§ **TASK INSTRUCTIONS**: Could you reproduce the lines below from the one with "of the blonde" through the one with "the black shirt"? Keep both ends and add nothing.

§ **GIVEN INFORMATION**:
- - -

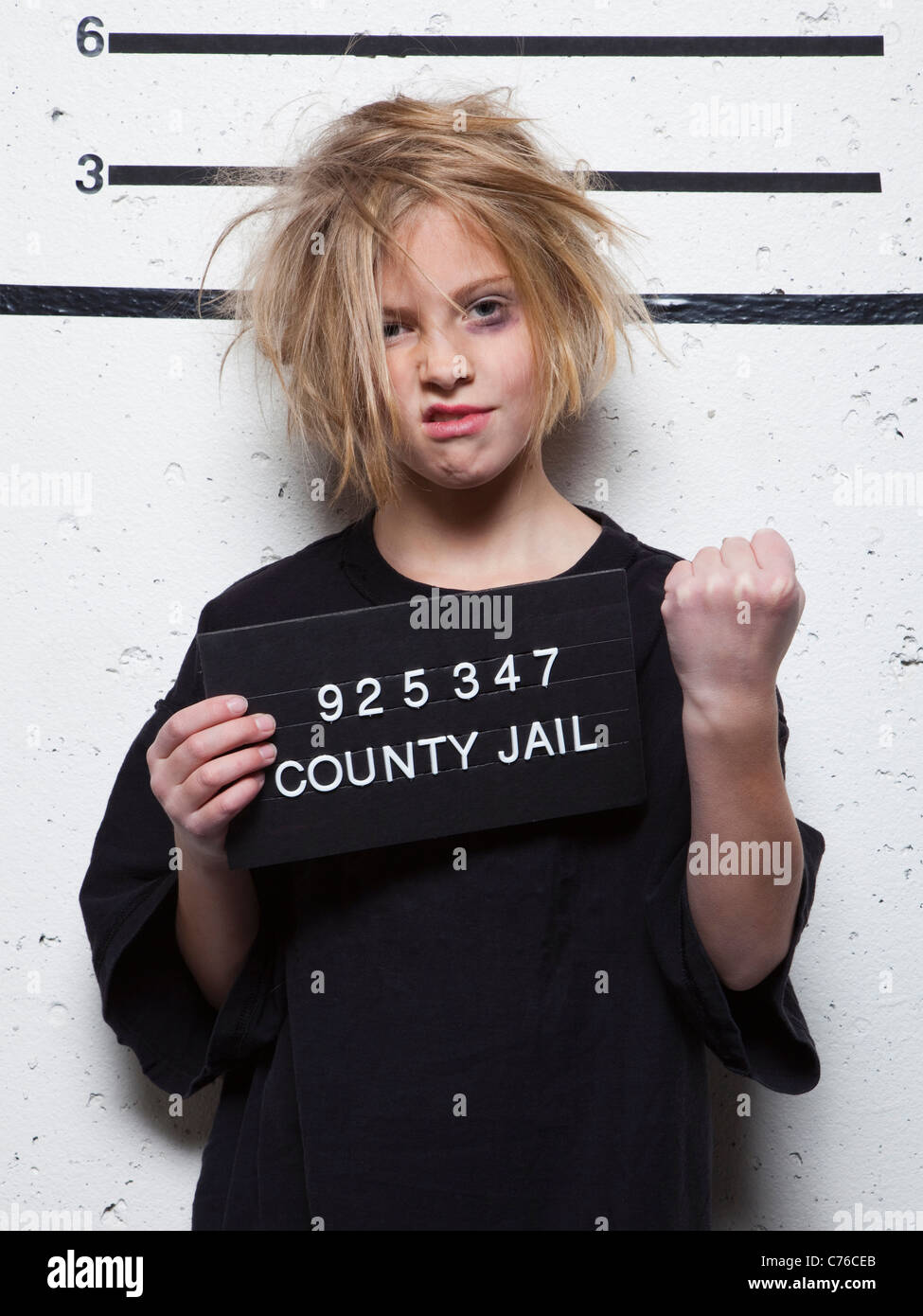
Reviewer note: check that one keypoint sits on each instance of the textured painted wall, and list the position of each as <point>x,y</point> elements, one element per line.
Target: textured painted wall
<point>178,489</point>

- - -

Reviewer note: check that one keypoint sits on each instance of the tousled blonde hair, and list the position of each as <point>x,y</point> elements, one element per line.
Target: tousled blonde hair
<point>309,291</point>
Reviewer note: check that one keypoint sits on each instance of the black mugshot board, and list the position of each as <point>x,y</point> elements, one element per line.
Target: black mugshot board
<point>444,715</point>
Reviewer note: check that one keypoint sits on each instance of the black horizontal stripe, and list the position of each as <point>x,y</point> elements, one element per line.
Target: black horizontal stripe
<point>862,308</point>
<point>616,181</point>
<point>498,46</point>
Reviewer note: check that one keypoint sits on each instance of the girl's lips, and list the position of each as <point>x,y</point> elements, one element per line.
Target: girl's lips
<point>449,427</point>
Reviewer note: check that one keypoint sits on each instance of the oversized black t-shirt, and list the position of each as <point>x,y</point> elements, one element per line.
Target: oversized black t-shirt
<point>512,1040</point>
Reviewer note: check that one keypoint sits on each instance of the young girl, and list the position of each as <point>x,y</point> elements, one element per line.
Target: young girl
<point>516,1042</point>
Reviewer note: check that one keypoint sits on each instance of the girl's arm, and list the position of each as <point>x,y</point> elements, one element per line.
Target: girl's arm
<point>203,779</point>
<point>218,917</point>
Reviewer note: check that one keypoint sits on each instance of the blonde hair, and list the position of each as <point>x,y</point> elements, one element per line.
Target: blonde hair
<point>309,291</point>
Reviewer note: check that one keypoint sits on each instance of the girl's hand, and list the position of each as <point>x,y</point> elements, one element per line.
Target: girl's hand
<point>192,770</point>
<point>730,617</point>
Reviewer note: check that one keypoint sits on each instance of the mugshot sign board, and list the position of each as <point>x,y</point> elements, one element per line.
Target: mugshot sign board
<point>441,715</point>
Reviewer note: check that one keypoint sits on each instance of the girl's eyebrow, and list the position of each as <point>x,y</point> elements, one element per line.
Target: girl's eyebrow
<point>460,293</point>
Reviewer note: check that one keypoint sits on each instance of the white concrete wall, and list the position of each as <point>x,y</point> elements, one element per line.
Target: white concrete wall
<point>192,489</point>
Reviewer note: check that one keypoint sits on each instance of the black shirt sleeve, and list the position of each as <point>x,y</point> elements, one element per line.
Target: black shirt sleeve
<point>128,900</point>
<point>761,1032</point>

- - -

§ **SOLUTION BELOW**:
Reviewer note: check that one keypoint sits on each instance of the blonde hair, and list the position of each as <point>x,y</point> elements, one element per line.
Target: blonde hair
<point>309,291</point>
Reviewer note: check that one keypoint sits on each instance of the girl's hand, and list the position of each as <point>x,y</point> elements, one element per line.
Target: girl's hand
<point>192,770</point>
<point>730,617</point>
Reviewer note: check that one keypoint sits on each instance of the mugshot sign board, and list the position of each as <point>x,y</point> elements, one element per line.
Target: mugshot sign board
<point>441,715</point>
Reviewer note: check that one keypoint sits on each instance of the girl's eyebrow, and list the position of each as <point>x,y</point> elements, one element per line.
Target: girl's eyebrow
<point>460,293</point>
Reviewer note: check that one keypoint sits on each instance of the white concrete wall, and list the position of each as <point>x,y</point> elements, one element per line.
Target: white concrete wall
<point>192,489</point>
Reviewer note: check that one keypoint sits on each instance of the black shirt sleeve, and list the position of each as <point>x,y</point> elements, one element per line.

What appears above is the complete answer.